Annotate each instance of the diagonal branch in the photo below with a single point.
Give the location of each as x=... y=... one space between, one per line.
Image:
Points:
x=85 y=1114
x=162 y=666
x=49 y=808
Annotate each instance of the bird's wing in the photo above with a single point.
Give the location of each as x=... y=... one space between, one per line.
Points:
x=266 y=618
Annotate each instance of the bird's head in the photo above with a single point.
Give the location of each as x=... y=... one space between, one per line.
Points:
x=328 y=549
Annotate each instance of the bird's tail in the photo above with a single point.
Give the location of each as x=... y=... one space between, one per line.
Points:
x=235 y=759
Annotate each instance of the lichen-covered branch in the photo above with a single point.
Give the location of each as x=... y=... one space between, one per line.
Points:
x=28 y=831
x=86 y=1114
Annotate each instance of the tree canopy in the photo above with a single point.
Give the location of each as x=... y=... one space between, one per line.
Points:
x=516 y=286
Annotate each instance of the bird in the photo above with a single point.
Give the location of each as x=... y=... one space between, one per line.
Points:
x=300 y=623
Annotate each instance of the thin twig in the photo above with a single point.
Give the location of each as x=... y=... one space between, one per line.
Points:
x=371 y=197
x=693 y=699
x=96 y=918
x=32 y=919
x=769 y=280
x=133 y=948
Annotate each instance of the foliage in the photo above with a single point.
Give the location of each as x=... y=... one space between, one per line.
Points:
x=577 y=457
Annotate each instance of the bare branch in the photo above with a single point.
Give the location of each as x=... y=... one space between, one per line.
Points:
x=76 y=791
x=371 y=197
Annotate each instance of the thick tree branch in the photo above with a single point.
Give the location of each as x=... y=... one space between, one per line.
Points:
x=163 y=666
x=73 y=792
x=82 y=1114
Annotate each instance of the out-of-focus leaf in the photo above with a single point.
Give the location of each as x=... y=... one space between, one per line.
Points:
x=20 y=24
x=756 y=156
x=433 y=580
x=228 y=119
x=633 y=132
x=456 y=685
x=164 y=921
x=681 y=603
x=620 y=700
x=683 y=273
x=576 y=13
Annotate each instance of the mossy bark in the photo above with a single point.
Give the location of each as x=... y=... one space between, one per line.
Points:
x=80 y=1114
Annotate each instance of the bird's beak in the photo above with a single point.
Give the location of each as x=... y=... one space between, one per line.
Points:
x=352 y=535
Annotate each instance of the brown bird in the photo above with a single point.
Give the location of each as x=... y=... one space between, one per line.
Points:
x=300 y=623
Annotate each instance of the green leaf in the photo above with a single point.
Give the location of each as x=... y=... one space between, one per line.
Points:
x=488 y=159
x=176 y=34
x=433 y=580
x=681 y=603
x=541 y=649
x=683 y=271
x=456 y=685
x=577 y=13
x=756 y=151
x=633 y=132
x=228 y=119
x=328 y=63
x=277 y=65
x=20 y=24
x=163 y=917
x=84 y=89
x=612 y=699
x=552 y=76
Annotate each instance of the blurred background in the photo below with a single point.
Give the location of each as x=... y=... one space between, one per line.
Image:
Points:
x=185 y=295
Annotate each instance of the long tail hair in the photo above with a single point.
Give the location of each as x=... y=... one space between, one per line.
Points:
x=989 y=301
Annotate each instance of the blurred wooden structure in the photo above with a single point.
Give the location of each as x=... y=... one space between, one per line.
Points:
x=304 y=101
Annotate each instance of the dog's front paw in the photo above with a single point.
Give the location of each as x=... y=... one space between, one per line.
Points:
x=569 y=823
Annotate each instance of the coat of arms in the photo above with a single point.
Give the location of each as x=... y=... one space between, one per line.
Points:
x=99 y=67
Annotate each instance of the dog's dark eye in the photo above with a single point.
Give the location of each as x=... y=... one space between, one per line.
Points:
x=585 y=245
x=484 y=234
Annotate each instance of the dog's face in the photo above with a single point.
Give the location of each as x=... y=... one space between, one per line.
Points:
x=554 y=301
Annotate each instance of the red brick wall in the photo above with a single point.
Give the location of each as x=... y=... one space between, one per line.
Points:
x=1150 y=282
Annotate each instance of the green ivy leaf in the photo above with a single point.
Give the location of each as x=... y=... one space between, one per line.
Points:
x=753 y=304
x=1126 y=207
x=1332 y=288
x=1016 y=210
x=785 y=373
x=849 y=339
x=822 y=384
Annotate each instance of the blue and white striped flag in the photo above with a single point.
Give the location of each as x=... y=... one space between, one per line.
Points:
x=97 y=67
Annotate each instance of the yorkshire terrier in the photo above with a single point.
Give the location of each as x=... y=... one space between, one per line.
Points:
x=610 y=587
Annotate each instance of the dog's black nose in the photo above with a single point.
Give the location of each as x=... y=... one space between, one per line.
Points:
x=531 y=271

━━━━━━━━━━━━━━━━

# WHAT YOU NEED TO DO:
Scale down only the lines that begin at the one containing "Annotate each instance of the bird's tail" and end after the one containing "x=352 y=535". Reproduce those entries with the requests included, multiplying every x and y coordinate in the answers by 0.55 and rounding to whole numbers, with halves rounding up.

# SOLUTION FOR THIS EXERCISE:
Annotate each instance of the bird's tail in the photo above with a single point.
Give the location of each as x=... y=... one space between, one per line.
Points:
x=129 y=417
Annotate each instance of the lichen-covered branch in the photo above with a single point.
Give the location of each as x=... y=... one space between, one per line.
Points:
x=15 y=457
x=47 y=613
Annotate each instance of the tree canopy in the photo above with a single point.
Give the location of each as x=... y=... one space between, one per line.
Points:
x=284 y=157
Annotate each instance of the bird in the photo above with a single point.
Give the location of each as x=... y=... one space between, one per line.
Points:
x=165 y=343
Annotate each instance of the thin twig in the photo above with a single point.
Give the location of each as x=... y=... one space between, one per line.
Points:
x=204 y=108
x=381 y=384
x=53 y=505
x=18 y=505
x=423 y=154
x=73 y=521
Annotate each instance of the foliage in the photo above with a single point.
Give the location of each as x=... y=... one space between, one per line.
Points:
x=317 y=251
Annotate each instance of the bare branch in the photo above with a single point.
Give the location of each as x=... y=... one space between, one per line.
Points:
x=42 y=435
x=204 y=108
Annotate each instance of the thick tree branch in the photo above with a single point.
Give the location of each as x=... y=... one space between, one per line.
Points:
x=90 y=366
x=40 y=436
x=45 y=613
Annotate each instance of the out-of-focus leaf in the photo above with a single point.
Give the location of each as x=... y=... one space between, one per line.
Points:
x=11 y=13
x=416 y=86
x=238 y=319
x=125 y=65
x=348 y=73
x=251 y=377
x=90 y=507
x=375 y=332
x=341 y=385
x=376 y=150
x=317 y=7
Annotate each instance of the mossy bark in the photo above with a single point.
Give the location of each as x=... y=... one space between, one per line.
Points:
x=44 y=613
Annotate each instance of the bird's beak in the photo above with a single point.
Give the location of each as x=... y=... one space between, one per line.
Points:
x=194 y=294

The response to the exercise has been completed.